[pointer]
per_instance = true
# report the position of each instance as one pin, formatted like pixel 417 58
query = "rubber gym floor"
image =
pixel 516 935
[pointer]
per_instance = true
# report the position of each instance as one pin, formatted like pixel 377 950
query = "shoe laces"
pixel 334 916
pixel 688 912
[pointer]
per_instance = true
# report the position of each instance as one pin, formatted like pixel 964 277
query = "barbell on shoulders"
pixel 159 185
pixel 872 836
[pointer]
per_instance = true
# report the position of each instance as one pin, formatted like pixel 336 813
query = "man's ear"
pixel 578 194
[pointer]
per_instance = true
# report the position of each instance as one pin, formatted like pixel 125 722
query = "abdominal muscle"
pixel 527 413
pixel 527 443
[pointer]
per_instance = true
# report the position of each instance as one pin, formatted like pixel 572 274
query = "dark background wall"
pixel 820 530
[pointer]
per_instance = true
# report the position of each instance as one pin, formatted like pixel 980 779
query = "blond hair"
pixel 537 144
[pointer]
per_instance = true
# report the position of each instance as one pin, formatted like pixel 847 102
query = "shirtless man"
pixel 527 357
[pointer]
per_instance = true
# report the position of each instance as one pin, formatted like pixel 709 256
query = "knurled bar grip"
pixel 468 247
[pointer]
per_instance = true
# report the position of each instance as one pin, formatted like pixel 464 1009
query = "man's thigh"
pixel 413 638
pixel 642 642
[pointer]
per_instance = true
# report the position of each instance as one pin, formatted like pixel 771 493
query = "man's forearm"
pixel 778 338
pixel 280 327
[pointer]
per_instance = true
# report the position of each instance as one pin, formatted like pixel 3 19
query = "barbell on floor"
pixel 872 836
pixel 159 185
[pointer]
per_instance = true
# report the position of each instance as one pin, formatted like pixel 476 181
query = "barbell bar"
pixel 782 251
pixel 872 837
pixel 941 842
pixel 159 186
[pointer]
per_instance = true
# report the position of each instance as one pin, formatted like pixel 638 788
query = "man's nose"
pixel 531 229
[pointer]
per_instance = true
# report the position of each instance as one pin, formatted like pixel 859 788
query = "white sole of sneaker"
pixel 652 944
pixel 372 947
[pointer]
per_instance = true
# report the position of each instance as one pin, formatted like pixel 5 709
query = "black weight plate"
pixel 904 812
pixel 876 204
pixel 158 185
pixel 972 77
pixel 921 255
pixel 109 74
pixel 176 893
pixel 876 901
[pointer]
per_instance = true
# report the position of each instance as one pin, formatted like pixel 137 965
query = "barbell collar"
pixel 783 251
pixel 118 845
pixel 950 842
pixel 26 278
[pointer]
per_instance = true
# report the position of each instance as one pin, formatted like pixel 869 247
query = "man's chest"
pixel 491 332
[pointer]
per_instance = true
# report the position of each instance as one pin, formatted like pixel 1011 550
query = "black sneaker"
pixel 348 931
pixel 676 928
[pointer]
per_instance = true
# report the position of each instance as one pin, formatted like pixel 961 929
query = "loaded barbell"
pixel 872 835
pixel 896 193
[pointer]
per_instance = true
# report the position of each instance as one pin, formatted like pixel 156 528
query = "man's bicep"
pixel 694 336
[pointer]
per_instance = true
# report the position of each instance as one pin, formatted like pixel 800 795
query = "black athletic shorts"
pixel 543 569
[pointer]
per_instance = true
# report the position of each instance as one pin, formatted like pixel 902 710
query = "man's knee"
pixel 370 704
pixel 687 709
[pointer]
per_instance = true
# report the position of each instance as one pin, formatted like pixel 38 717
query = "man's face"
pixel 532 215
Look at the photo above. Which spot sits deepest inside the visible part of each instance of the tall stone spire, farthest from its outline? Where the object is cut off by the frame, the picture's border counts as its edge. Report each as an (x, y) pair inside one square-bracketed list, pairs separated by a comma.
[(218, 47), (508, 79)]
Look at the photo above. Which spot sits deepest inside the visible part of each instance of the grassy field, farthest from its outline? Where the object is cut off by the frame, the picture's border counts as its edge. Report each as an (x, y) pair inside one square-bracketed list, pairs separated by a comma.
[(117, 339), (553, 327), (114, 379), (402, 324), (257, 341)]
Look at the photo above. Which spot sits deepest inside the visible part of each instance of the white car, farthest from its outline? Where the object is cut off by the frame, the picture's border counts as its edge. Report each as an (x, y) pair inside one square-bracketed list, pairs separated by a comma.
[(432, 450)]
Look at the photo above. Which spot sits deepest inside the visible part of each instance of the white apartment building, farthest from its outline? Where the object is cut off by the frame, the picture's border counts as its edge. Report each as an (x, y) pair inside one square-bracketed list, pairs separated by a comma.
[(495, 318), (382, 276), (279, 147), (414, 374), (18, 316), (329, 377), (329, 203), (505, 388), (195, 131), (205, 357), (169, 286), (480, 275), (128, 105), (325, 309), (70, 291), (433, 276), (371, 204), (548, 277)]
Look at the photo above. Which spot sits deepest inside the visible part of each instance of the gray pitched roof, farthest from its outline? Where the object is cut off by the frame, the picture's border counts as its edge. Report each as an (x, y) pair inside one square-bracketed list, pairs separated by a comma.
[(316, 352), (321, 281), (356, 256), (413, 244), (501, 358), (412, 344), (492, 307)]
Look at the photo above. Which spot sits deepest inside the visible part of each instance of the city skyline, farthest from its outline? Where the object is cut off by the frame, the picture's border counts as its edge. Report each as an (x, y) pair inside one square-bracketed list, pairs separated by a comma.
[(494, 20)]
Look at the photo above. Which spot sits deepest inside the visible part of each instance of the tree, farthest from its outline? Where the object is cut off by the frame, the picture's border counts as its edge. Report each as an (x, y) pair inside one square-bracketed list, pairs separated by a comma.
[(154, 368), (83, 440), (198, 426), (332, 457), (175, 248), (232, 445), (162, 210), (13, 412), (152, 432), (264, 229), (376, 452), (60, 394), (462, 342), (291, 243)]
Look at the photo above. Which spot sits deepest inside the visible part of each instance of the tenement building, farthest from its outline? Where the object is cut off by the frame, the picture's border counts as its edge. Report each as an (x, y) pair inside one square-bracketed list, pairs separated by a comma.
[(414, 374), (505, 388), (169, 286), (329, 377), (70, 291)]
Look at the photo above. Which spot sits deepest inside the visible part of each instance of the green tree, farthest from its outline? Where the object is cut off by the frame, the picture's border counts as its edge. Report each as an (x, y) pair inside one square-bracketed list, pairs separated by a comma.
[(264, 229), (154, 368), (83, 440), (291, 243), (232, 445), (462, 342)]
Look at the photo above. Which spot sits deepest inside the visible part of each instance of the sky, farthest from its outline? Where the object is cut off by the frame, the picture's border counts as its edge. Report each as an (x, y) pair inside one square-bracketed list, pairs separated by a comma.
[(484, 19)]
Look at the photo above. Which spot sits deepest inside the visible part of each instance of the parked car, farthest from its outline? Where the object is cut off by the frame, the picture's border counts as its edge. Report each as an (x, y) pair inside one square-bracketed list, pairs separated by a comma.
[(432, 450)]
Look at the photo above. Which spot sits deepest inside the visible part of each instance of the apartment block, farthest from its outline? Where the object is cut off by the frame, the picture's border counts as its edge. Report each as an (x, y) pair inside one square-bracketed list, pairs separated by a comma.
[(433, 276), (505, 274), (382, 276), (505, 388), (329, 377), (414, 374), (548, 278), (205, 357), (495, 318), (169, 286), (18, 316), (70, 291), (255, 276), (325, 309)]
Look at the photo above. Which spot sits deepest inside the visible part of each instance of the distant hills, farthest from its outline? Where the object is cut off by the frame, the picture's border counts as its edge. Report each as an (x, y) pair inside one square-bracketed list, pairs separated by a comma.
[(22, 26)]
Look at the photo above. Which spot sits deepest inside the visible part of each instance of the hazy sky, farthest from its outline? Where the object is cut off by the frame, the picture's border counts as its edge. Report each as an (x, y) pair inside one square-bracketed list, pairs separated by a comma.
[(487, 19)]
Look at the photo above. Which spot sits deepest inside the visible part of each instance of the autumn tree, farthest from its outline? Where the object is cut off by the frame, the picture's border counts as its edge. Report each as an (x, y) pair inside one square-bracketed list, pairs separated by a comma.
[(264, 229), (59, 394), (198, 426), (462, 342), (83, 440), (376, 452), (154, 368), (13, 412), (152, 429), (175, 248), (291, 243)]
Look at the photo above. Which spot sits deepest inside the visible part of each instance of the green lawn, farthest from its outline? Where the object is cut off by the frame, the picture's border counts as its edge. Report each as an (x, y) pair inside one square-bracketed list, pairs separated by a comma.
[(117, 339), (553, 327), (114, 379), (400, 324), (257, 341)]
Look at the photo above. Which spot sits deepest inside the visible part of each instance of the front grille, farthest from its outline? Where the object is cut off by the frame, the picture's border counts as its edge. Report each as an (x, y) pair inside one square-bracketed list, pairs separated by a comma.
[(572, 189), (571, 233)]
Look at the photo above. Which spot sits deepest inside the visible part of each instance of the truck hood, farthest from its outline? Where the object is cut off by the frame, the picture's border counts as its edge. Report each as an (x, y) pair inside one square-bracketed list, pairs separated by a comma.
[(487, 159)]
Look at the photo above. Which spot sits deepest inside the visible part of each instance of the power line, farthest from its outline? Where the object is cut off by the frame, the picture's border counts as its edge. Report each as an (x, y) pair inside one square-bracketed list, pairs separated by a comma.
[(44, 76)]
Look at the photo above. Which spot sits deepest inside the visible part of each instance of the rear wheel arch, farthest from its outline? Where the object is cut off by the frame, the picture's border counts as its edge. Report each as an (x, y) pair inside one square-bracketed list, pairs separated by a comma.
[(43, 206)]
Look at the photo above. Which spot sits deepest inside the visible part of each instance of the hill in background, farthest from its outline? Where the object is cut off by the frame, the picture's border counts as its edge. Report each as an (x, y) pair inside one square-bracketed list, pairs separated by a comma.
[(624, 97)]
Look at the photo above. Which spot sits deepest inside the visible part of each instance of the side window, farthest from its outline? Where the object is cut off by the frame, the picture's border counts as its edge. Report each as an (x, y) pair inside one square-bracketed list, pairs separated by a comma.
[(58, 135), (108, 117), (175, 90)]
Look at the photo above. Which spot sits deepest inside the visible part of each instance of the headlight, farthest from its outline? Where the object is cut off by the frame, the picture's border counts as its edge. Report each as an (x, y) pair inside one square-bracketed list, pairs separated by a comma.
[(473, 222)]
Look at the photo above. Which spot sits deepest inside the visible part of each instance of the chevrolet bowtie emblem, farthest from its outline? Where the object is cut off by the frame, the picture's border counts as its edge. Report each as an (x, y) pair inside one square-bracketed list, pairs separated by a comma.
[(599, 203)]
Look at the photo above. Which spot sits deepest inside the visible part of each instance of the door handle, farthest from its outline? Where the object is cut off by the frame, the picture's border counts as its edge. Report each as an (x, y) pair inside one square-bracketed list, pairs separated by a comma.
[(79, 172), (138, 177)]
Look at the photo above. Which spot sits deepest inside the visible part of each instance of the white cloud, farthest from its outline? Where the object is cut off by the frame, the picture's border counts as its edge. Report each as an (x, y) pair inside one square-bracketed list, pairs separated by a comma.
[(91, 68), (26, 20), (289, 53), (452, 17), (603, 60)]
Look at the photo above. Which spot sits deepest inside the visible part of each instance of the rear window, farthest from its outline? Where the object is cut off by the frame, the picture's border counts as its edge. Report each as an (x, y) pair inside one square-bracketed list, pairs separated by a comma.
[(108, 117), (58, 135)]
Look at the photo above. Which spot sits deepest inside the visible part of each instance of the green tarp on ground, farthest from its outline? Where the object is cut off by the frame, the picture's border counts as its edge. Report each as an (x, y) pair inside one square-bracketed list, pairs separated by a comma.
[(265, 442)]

EXERCISE OBJECTIVE » Taking the line with "rear window, farthest" as the start and the last line of the data above as the end, write out those two lines and every line between them exactly, and only those.

EXERCISE OUTPUT »
Look at the photo above. Which spot sits deepest inside the visible part of each instance of the rear window, farthest from its outline? Where the object is cut off by the frame, the picture's border counts as its edge. Report each as an (x, y) pair inside one square-bracketed list, pairs separated by a comma.
[(108, 117), (58, 135)]
Look at the photo above. Which spot sits deepest inside the visible part of each instance of the green tarp on ground, farthest from its outline? Where the object is cut off by the frame, the picture's border counts as its edge. Report each as an (x, y) pair inside one square-bracketed list, pairs separated by a comma.
[(265, 442)]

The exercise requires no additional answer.